* Request A: In the text on topological data analysis, reproduce everything from "We decide on" down to "radius from it.".
* Request B:
Answer these from the text on topological data analysis:
(i) What example value of the radius is given?
(ii) In what complexity can the barcode be computed?
(iii) Which two tools are listed for counting and collating holes?
* Request C: According to the text on topological data analysis, why is topological analysis computationally tractable?

* Selected extract:
# Topological Data Analysis w/ Scikit-tda

Continuing from where we left off earlier…

# Lets go through some Theory (of Topology)

# Persistent homology

**Persistent homology** is a method for computing topological features of a space at different spatial resolutions.

**How do we do that?**

We decide on a radius e.g. r = 0.5

And for each point in our dataset, we connect that point with lines to ALL other points which are within this radius from it.

We gradually and arbitrarily increase this radius. So that more and more points get connected to each point. To the extreme situation when the radius is so big that all points get connected to all points and our entire space of data points are covered and connected to each other.

**Why do we do this in the first place?**

Simply because this is the easiest way to connect arbitrary data points in arbitrary dimensional space. And once we do it, in the next step we can proceed with analysing and studying its topology i.e. shape features. Which is the entire purpose of our analysis i.e. to study the shape of our data (Aka Topology of our data).

# What are Barcodes?

If we increase the radius and plot the radius along the horizontal x-axis. And for each value of the radius, you connect the points in your dataset to create a simplicial complex, you will see various features (e.g. holes) appearing and disappearing in your simplicial complex. We plot these features as bar’s (aka barcodes) along the horizontal axis. The short bars correspond to noise and the long bars correspond to features.

It is very difficult to explain on paper. Please see the video below to understand this visually. (trust me you will understand it very easily on seeing the video in just a few minutes, even though you will struggle to explain it to someone else yourself)

The barcode is computable using Linear Algebra in O(N³) complexity. [Remember this. This is the only reason why Topology and Topological Analysis is computationally tractable as it doesn’t take exponential compute)

# Simplicial complex

In mathematics, a **simplicial complex** is a set composed of points, line segments, triangles, and their n-dimensional counterparts

The basic idea — Connect nearby points and create a Simplicial Complex.

# Algebraic topology

Official Definition — Algebraic topologyis the study of intrinsic qualitative aspects of spatial objects (e.g., surfaces, spheres, tori, circles, knots, links, configuration spaces, etc.) that remain invariant under both-directions continuous one-to-one (homeomorphic) transformations.

In layman’s english, we would like to create algebraic representations of shape properties (e.g. holes) which do not change if we stretch or twist the shapes. Without cutting (with a scissor) or pasting (with a glue) the shape in any way.

Algebraic topology offers a mature set of tools for (i) counting and (ii) collating holes. Examples below…

- Euler Characteristic
- Betti Numbers

What are they? lets see below.

[Data items]
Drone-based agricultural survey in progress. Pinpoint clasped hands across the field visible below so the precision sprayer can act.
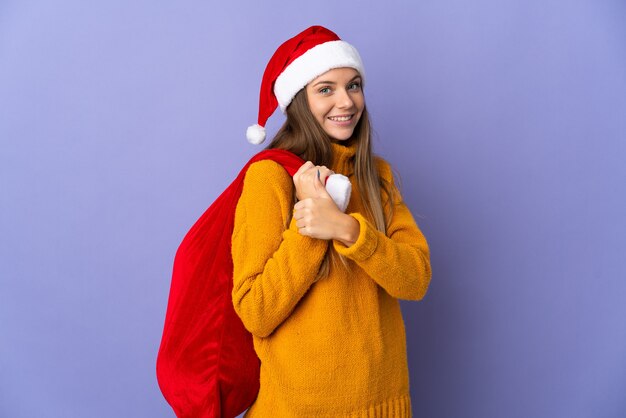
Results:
[293,161,359,247]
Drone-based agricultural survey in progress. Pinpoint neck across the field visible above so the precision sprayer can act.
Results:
[331,140,357,176]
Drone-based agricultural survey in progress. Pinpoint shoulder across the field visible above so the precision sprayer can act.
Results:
[244,159,292,184]
[374,155,393,182]
[242,160,293,199]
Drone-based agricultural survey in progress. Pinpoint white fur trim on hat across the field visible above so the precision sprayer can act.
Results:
[274,40,365,113]
[246,123,265,145]
[326,173,352,212]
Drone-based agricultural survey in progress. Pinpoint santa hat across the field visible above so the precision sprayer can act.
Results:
[246,26,365,144]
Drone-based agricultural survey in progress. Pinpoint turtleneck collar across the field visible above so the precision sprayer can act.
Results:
[330,141,357,176]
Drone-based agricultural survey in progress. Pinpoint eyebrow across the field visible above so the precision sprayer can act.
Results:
[313,74,361,87]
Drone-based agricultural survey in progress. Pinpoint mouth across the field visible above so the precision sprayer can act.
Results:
[328,114,354,123]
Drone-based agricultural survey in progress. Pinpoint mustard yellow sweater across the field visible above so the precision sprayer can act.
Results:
[232,143,431,418]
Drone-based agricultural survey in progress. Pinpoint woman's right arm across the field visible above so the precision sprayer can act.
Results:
[232,160,329,337]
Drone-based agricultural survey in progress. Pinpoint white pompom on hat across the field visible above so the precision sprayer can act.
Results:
[246,26,365,144]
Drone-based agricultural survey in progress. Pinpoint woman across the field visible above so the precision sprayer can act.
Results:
[232,26,431,417]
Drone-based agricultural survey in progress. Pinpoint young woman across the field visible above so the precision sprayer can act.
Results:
[232,26,431,418]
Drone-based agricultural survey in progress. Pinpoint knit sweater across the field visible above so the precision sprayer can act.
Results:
[232,139,431,418]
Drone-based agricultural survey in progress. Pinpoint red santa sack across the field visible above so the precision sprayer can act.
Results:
[156,149,304,418]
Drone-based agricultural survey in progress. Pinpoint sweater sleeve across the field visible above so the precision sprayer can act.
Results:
[333,162,431,300]
[232,160,329,337]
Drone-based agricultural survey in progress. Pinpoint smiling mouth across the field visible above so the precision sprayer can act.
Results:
[328,115,354,122]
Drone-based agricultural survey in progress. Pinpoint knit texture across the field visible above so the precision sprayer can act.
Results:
[232,143,431,418]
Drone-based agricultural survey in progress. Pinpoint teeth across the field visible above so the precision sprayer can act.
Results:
[328,115,352,122]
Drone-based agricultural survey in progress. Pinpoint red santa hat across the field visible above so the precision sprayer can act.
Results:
[246,26,365,144]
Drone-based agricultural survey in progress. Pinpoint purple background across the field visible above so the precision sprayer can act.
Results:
[0,0,626,418]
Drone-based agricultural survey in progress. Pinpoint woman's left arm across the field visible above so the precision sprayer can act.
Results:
[332,163,431,300]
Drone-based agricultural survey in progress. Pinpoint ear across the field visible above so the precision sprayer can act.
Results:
[326,174,352,212]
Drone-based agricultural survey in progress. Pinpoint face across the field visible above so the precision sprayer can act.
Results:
[306,68,365,141]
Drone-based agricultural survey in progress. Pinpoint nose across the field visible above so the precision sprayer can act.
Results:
[335,89,354,109]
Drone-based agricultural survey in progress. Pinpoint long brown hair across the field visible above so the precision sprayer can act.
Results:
[266,88,394,281]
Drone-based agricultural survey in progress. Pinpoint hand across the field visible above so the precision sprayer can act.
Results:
[293,161,334,200]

* Final answer A:
We decide on a radius e.g. r = 0.5

And for each point in our dataset, we connect that point with lines to ALL other points which are within this radius from it.

* Final answer B:
(i) r = 0.5
(ii) O(N³)
(iii) Euler Characteristic and Betti Numbers

* Final answer C: The barcode can be computed using linear algebra in O(N³) complexity. It therefore doesn't take exponential compute, and the text calls this the only reason topological analysis is tractable.